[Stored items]
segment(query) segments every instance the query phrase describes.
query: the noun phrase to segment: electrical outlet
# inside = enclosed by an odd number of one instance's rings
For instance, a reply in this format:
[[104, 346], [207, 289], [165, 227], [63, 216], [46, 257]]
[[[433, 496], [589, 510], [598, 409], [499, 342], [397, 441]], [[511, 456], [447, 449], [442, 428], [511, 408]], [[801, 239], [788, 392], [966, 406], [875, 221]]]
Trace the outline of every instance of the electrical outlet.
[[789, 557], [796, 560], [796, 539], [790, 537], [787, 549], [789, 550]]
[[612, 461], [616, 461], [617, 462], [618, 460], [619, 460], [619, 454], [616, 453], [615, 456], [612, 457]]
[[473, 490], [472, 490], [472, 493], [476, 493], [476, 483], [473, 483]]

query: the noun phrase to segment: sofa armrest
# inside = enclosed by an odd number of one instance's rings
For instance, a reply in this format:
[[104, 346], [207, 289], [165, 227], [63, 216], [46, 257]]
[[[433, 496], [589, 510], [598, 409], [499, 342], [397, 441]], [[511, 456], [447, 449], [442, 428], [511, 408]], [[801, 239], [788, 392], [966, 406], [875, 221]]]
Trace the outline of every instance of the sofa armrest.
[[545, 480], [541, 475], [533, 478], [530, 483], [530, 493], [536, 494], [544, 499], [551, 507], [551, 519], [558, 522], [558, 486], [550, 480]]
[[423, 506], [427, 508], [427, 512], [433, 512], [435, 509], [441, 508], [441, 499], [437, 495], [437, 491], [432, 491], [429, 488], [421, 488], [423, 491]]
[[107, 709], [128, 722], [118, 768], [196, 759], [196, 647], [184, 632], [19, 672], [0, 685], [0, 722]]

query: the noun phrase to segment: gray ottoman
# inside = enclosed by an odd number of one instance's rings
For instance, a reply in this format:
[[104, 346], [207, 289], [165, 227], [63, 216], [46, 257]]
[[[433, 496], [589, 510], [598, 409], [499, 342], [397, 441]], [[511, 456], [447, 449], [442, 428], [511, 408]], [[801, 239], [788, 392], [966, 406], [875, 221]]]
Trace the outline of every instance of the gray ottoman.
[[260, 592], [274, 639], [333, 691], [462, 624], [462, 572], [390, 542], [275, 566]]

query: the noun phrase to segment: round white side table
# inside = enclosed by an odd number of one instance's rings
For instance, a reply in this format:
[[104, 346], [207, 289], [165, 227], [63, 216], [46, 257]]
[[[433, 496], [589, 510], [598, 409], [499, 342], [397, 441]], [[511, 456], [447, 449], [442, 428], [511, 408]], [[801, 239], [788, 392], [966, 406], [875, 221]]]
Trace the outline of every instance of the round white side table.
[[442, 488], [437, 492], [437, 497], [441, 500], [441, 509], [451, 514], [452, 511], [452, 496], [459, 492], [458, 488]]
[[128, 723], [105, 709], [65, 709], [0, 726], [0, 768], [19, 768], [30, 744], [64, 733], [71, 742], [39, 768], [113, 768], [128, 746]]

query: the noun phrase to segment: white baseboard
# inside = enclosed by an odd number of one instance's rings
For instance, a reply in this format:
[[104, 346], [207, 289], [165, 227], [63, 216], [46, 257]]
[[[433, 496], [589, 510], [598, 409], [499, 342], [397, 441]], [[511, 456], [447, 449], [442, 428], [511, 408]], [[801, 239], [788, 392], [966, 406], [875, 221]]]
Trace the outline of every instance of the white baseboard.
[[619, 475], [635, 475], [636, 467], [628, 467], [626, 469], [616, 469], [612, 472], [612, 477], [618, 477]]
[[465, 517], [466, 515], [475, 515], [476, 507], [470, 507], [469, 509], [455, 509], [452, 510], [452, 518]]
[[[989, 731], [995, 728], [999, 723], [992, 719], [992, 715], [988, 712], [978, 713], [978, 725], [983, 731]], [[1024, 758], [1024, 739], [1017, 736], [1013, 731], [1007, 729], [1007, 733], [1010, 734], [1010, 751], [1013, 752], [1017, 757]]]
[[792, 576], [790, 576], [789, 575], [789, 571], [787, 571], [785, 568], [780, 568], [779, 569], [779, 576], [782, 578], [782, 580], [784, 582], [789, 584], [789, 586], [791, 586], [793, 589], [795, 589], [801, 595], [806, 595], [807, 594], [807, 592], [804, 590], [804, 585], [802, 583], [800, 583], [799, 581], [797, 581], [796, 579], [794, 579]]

Exercise description:
Restate each entry word for word.

Answer area:
segment(query) segments every instance the query phrase describes.
query: the noun phrase to segment: electrical outlet
# inside = enclosed by an odd number of one instance's rings
For instance, a reply in this format:
[[104, 346], [207, 289], [165, 227], [63, 216], [46, 257]]
[[[433, 496], [589, 510], [598, 409], [499, 342], [397, 441]], [[511, 456], [447, 449], [442, 428], [511, 408]], [[801, 239], [788, 392], [966, 406], [875, 221]]]
Trace the outline of every instance of the electrical outlet.
[[789, 557], [796, 560], [796, 539], [790, 537], [787, 549], [789, 550]]
[[612, 461], [616, 461], [617, 462], [618, 460], [619, 460], [619, 454], [616, 453], [615, 456], [612, 457]]
[[473, 490], [472, 490], [472, 493], [476, 493], [476, 483], [473, 483]]

query: the noun phrase to segment: sofa armrest
# inside = enclosed by an odd number of one instance's rings
For instance, a reply in this format:
[[104, 346], [207, 289], [165, 227], [63, 216], [46, 257]]
[[[433, 496], [589, 510], [598, 409], [499, 342], [397, 441]], [[511, 456], [447, 449], [442, 428], [511, 408]], [[801, 239], [788, 392], [966, 406], [875, 221]]]
Trace the outline of every instance of the sofa armrest.
[[545, 480], [541, 475], [533, 478], [530, 483], [530, 493], [536, 494], [544, 499], [551, 507], [551, 519], [558, 522], [558, 486], [550, 480]]
[[423, 506], [427, 508], [427, 512], [433, 512], [435, 509], [441, 508], [441, 499], [437, 495], [437, 491], [432, 491], [429, 488], [421, 488], [423, 491]]
[[107, 709], [128, 722], [118, 768], [196, 759], [196, 647], [184, 632], [19, 672], [0, 685], [0, 722]]

query: the noun phrase to segment: gray ottoman
# inside = enclosed by an odd number of one instance's rings
For instance, a reply in this format:
[[104, 346], [207, 289], [165, 227], [63, 216], [46, 257]]
[[[433, 496], [589, 510], [598, 409], [499, 342], [397, 441]], [[511, 456], [447, 449], [442, 428], [511, 408]], [[801, 239], [788, 392], [966, 406], [875, 221]]]
Trace the outline of every instance of the gray ottoman.
[[260, 592], [274, 639], [333, 691], [462, 624], [462, 572], [390, 542], [275, 566]]

query: the noun phrase to segment: round white side table
# inside = enclosed by an odd number of one instance's rings
For instance, a reply in this format:
[[104, 346], [207, 289], [165, 227], [63, 216], [46, 257]]
[[[433, 496], [589, 510], [598, 409], [499, 342], [397, 441]], [[511, 456], [447, 449], [442, 428], [511, 408]], [[801, 239], [788, 392], [966, 406], [875, 221]]]
Trace the outline of every instance of the round white side table.
[[442, 488], [437, 492], [437, 497], [441, 500], [441, 509], [451, 514], [452, 511], [452, 496], [459, 492], [458, 488]]
[[128, 723], [105, 709], [65, 709], [0, 726], [0, 768], [19, 768], [30, 744], [64, 733], [71, 742], [39, 768], [113, 768], [128, 746]]

query: the noun phrase to segment: white baseboard
# inside = enclosed by an odd number of one instance's rings
For instance, a reply in this format:
[[104, 346], [207, 289], [165, 227], [63, 216], [46, 257]]
[[[433, 496], [589, 510], [598, 409], [499, 342], [397, 441]], [[511, 456], [447, 449], [442, 428], [511, 408]], [[801, 239], [788, 392], [966, 406], [875, 221]]]
Trace the outline of every instance of the white baseboard.
[[619, 475], [635, 475], [636, 467], [628, 467], [626, 469], [616, 469], [612, 472], [612, 477], [618, 477]]
[[465, 517], [466, 515], [475, 515], [476, 507], [470, 507], [469, 509], [455, 509], [452, 510], [452, 518]]
[[[989, 731], [995, 728], [999, 723], [992, 719], [992, 715], [988, 712], [978, 713], [978, 725], [983, 731]], [[1024, 758], [1024, 739], [1017, 736], [1013, 731], [1007, 729], [1007, 733], [1010, 734], [1010, 751], [1013, 752], [1017, 757]]]
[[792, 576], [790, 576], [789, 575], [789, 571], [787, 571], [785, 568], [780, 568], [779, 569], [779, 576], [782, 578], [782, 580], [784, 582], [789, 584], [789, 586], [791, 586], [793, 589], [795, 589], [801, 595], [806, 595], [807, 594], [807, 592], [804, 590], [804, 585], [802, 583], [800, 583], [799, 581], [797, 581], [796, 579], [794, 579]]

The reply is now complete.